Reproduce verbatim the passage of the film summary below that begins with the words "Sue's mother, Mrs." and ends with the words "of jail time.".

**Provided text**:
== == ==
The film was released to theaters on May 21, 2004 to generally negative reviews from critics.

==Plot==
Dori Lawrence (Rachael Leigh Cook) is an actress and singer who resides in Hollywood, California. She has undiagnosed schizophrenia, which causes problems in her career. After another concert goes wrong due to her untreated disease, she is sent to get help for her schizophrenia.

Meanwhile, Mark Deloach (Jonathan Tucker) is a rich, high school kid miles away, attending a Catholic school. Although shy around girls and a good kid, he takes part in underage drinking. His brother, Gregory, who has secret sexual rendezvous with the prestigious Sue Dubois (Agnes Bruckner), has one of their dirty notes blamed on him. He and a buddy of his decide to pay him back by taking Sue back to her mother and reveal what's been going on with her and Gregory which they knew she will disapprove. In the process, a car crash occurs, resulting in the injury of both Sue and Father Concoff (Ed Begley Jr.), the principal of their high school.

Sue's mother, Mrs. Dubois (Carrie Fisher), decides to press charges against Mark. However, a deal is made to have Mark serve in the Marine Corps instead of jail time.
== == ==
**Data extract**:

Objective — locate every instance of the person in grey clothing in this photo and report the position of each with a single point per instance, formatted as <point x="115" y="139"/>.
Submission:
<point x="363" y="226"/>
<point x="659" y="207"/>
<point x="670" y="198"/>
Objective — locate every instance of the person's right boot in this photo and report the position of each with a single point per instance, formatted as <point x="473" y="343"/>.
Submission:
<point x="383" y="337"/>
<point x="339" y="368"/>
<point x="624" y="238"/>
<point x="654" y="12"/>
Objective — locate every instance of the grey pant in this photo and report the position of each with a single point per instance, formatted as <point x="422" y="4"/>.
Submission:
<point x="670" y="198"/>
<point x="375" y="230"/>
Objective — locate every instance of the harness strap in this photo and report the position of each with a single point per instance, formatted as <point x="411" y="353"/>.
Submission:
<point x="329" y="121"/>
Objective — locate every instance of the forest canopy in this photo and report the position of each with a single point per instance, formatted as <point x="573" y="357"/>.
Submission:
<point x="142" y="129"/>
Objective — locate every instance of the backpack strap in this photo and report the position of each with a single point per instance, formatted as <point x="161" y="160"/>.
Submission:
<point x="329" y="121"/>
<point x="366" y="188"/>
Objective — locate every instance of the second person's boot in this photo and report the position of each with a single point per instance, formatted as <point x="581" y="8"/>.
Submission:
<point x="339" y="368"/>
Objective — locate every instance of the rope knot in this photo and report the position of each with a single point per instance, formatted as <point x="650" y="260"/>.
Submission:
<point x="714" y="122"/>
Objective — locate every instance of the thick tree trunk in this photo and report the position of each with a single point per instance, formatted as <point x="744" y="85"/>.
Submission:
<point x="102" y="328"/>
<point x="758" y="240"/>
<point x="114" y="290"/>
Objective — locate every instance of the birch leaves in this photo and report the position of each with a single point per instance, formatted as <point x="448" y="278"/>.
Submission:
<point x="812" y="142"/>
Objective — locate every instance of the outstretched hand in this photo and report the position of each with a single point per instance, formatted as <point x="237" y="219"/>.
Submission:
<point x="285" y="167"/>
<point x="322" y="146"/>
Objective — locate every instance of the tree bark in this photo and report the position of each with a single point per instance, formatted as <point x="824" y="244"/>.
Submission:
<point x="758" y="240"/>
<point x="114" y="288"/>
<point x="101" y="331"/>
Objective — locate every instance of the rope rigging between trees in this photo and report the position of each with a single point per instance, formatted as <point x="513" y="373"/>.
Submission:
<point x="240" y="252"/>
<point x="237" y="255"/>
== == ==
**Expected output**:
Sue's mother, Mrs. Dubois (Carrie Fisher), decides to press charges against Mark. However, a deal is made to have Mark serve in the Marine Corps instead of jail time.